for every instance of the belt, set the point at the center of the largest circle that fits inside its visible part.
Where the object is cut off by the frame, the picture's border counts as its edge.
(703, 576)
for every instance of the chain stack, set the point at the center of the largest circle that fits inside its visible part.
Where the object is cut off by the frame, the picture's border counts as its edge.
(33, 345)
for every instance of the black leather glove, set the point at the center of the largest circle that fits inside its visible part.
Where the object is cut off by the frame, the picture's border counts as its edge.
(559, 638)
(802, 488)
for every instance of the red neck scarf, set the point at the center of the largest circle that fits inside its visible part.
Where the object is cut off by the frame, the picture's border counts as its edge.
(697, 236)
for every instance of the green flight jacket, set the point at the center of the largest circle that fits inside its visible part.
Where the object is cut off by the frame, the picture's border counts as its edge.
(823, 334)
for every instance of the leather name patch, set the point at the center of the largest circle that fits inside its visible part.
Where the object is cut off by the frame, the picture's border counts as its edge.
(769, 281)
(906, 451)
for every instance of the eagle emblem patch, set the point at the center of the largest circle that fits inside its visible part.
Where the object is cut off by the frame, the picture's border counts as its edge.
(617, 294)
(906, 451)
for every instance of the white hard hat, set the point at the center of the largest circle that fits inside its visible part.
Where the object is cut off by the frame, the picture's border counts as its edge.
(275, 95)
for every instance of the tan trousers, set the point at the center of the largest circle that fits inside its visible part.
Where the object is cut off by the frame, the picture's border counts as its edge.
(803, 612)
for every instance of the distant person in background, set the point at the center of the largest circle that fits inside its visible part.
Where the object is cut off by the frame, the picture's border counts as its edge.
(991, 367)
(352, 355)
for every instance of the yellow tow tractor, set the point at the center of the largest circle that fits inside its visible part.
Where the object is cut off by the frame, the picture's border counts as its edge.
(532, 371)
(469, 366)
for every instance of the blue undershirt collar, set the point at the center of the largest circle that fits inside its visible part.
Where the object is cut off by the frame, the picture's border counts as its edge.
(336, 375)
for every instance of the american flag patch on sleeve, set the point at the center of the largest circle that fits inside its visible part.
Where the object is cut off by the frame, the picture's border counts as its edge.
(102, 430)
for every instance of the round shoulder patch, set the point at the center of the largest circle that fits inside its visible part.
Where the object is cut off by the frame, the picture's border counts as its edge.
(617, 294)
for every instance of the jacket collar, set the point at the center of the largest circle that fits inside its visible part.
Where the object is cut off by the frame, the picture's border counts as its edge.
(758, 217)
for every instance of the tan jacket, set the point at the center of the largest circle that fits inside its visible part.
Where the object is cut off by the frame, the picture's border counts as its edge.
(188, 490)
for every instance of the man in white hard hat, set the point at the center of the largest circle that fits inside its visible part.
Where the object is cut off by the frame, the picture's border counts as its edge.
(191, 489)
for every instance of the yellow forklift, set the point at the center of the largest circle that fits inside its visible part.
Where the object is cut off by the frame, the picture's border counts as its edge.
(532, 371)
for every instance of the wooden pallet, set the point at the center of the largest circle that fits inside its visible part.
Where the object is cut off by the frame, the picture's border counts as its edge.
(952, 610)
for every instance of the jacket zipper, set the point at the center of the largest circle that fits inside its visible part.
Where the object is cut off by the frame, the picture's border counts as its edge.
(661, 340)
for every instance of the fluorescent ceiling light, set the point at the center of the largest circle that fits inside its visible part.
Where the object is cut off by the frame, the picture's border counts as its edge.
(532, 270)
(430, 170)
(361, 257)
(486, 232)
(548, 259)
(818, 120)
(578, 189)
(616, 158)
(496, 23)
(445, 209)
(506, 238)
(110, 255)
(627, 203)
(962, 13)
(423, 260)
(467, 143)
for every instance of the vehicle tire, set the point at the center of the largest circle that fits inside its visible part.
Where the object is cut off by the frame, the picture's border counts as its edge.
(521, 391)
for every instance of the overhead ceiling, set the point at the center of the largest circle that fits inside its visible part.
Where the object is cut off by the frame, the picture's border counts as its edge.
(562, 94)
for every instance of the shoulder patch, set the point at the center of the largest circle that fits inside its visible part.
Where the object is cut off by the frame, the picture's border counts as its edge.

__The problem__
Copy out verbatim everything from the line containing "for every instance of the shoulder" down to the end of the material, with both ends included.

__Answer to the problem__
for every instance of the shoulder patch, set the point at the center of the largest circle that fits inside its visible part.
Where the object is cut off by the frame, the picture's border counts as its edge.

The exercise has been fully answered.